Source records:
*** Block opens ***
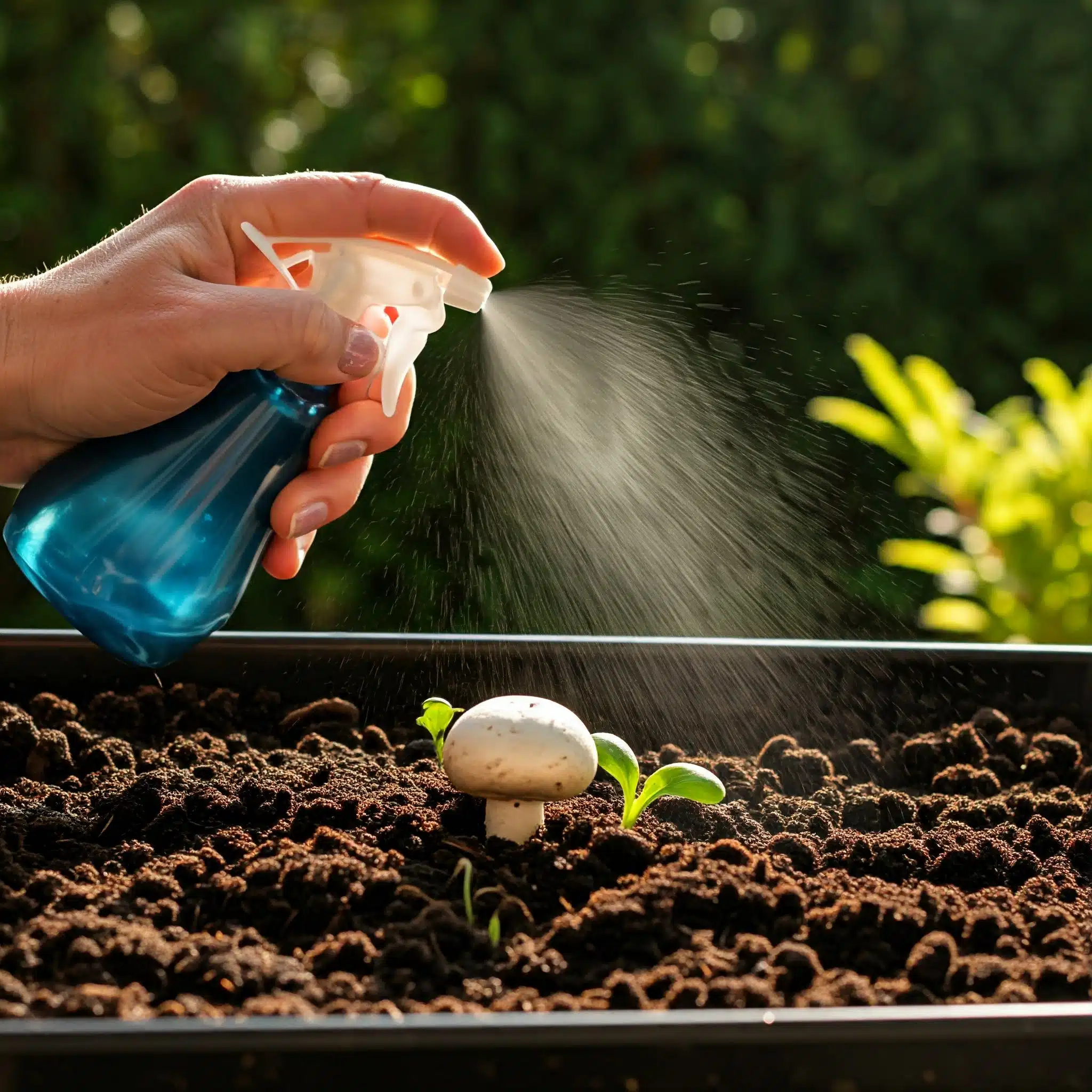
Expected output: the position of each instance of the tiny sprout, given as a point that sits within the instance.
(438, 716)
(679, 779)
(467, 869)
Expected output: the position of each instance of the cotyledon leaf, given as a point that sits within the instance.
(619, 759)
(679, 779)
(438, 713)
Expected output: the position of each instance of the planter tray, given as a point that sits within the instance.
(734, 692)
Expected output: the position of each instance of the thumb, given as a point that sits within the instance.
(293, 333)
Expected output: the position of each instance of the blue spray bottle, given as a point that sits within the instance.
(147, 542)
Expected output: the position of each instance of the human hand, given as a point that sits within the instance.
(144, 325)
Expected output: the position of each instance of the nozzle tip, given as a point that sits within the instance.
(468, 291)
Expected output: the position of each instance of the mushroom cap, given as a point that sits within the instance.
(520, 748)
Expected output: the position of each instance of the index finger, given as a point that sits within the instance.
(326, 203)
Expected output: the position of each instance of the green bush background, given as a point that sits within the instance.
(919, 170)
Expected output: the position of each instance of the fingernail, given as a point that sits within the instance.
(309, 518)
(363, 351)
(343, 452)
(303, 545)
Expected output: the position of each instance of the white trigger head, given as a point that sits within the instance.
(352, 276)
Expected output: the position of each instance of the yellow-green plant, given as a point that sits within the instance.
(1015, 488)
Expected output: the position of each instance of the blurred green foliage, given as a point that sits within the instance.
(1016, 488)
(790, 172)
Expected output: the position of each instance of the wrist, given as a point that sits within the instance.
(22, 448)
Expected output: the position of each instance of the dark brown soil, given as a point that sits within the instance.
(170, 854)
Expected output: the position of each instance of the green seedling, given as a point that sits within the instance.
(467, 869)
(679, 779)
(436, 720)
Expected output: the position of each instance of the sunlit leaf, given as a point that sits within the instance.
(679, 779)
(924, 556)
(909, 484)
(865, 424)
(438, 714)
(937, 390)
(882, 376)
(619, 759)
(1003, 515)
(954, 616)
(1050, 381)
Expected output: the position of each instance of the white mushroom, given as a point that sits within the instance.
(518, 752)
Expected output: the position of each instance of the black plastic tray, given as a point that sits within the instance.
(725, 693)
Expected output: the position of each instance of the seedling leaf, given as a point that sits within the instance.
(619, 759)
(679, 779)
(438, 716)
(467, 869)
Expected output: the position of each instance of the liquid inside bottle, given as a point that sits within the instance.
(147, 542)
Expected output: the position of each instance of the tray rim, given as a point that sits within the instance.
(772, 1028)
(341, 640)
(100, 1035)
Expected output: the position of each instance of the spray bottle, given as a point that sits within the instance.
(147, 542)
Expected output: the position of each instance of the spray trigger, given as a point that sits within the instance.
(411, 285)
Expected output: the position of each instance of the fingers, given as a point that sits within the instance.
(285, 556)
(359, 427)
(322, 203)
(341, 459)
(291, 332)
(317, 497)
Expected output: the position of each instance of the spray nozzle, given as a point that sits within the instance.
(352, 276)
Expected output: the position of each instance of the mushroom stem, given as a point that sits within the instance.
(517, 821)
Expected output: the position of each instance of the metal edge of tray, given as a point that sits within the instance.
(343, 643)
(549, 1030)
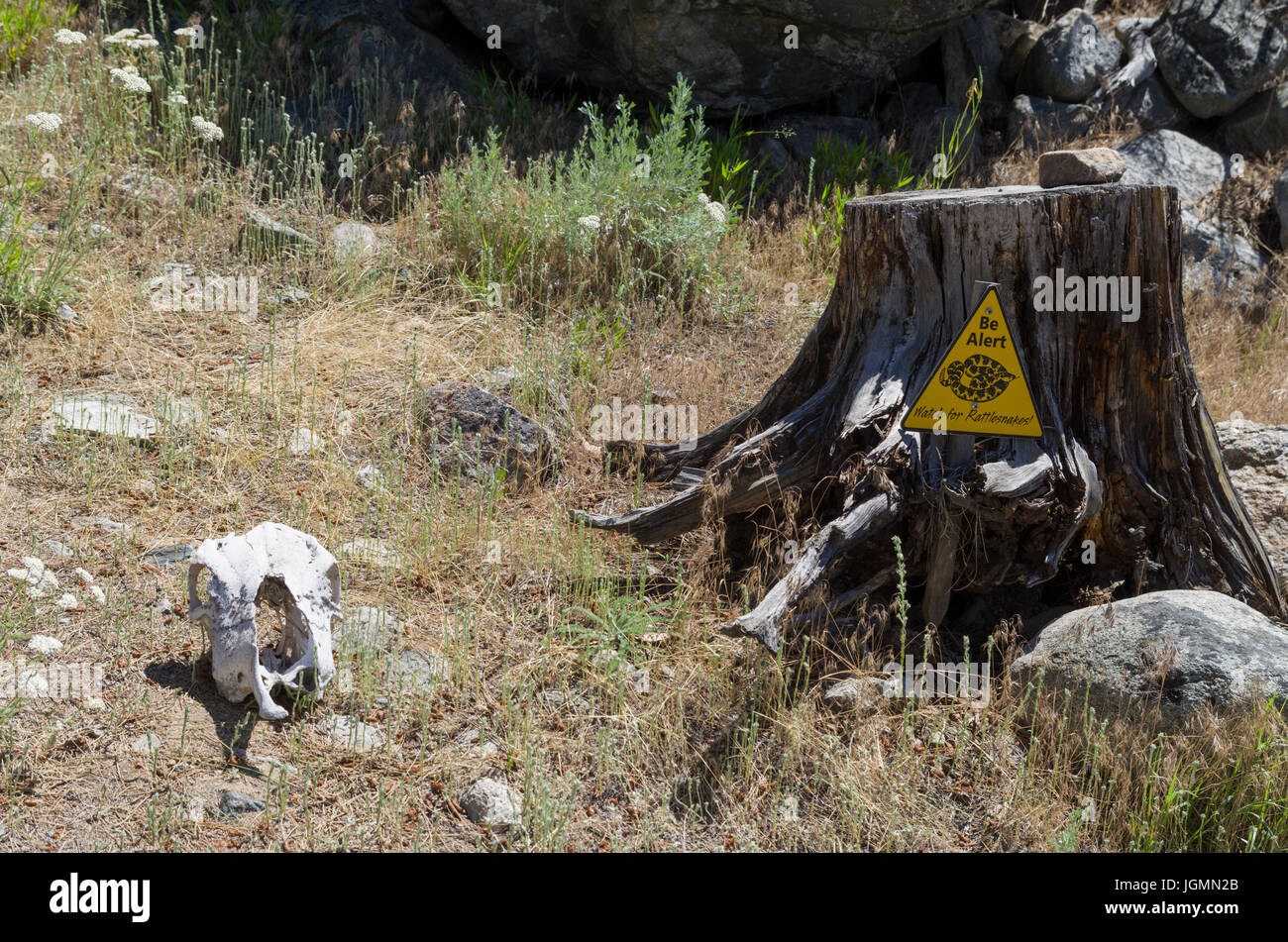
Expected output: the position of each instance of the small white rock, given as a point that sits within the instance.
(44, 644)
(304, 442)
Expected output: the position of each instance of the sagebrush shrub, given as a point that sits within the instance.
(621, 219)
*** Block closes ***
§ What the task requires
Without the pictures, give every line of the data again, exactly as written.

§ Output for this exercise
Expected output: the position of each instance of the tiny sprout, given as a point that sits within the instance.
(438, 716)
(679, 779)
(467, 869)
Expected output: the position of each instance of the cotyledon leaf, given as a point that sits within the instance.
(619, 759)
(679, 779)
(438, 713)
Expected output: the position of each instance of the planter tray, given as a point that sits within the instance.
(734, 692)
Expected output: the position of each instance of the thumb, given as a point that sits within the instance.
(293, 333)
Expected output: the position of each instance of the blue spray bottle, given as a point that sits within the instance.
(147, 542)
Expected output: the position of each instance of the human hand, given as a point that sits within the instance.
(144, 325)
Expected output: the position of each instance of the nozzle tip, given as a point that sits within the instance.
(468, 291)
Expected output: the position of each instance of the mushroom cap, given as a point that sits within the instance.
(520, 748)
Expected output: the position of each instance of the index finger, given as a point that sits within the instance.
(326, 203)
Expected output: the position of each instance of the green bush background, given as a point that sits within the instance.
(919, 170)
Expected output: the position of each instance of the fingernail, given as a point that sits within the instance.
(309, 518)
(363, 351)
(343, 452)
(303, 545)
Expected output: the position of each instance of the white trigger head, given as a point that sits within the instance.
(352, 276)
Expected output: the position of each instance of the yellow-green plant, given as a point that sits within the instance.
(1015, 488)
Expected output: the position of each instance of the blurred green foliage, given as a point that sits within the instance.
(1016, 488)
(790, 172)
Expected output: the position of each instance of the wrist, given as a point that sits within the instance.
(22, 448)
Expected output: the position of each instance of the dark brown soil, given as a point that sits within the instance.
(170, 854)
Expected output: the position of each instance of the green seedling, given as a point that sits within the instance.
(467, 869)
(679, 779)
(436, 720)
Expected output: the position of each instance of the sunlit leaf, given as a point that sits within the instance.
(679, 779)
(924, 556)
(909, 484)
(865, 424)
(438, 714)
(937, 390)
(882, 376)
(619, 759)
(1003, 515)
(954, 616)
(1050, 381)
Expected output: the position of each instance of the white mushroom, given as a point that sits within the instance.
(518, 752)
Expected output: the position of each instance of the black plastic tray, given as a point that sits within the instance.
(725, 693)
Expected output: the position of each instance of the seedling leaf, given as a point that sits within the instance.
(619, 759)
(679, 779)
(438, 716)
(467, 869)
Expected output: the position of each instance of the liquid inside bottle, given as a point that sits within the instance.
(147, 542)
Expected output: the position of each instance of the tray rim, given as a point that sits within the instance.
(772, 1028)
(341, 640)
(100, 1035)
Expected output: the position of each instance of the spray bottle, given as a point that sits within the instance.
(147, 542)
Expected output: the position of each instance of the spray trigger, given as a point that sits within the instance.
(411, 285)
Expected output: the position of each instance of the fingers, given as a point that sits within the instance.
(285, 556)
(359, 427)
(322, 203)
(341, 459)
(291, 332)
(317, 497)
Expected output: the position of each instance of the spray nozzle, given as a point that sits within the instance.
(352, 276)
Expected output: the position of each instance of the mushroom stem, given as a point that sits within the instance.
(517, 821)
Expected output: the position of each instance of the metal edge of tray, given as a point that sits within the instance.
(343, 643)
(549, 1030)
Expected output: the position of each instance of the small white rock, given as a point that sits within the instance.
(44, 644)
(304, 442)
Expected output: the position of each instance of the sagebrush shrub, given as a point that sits within the instance.
(621, 219)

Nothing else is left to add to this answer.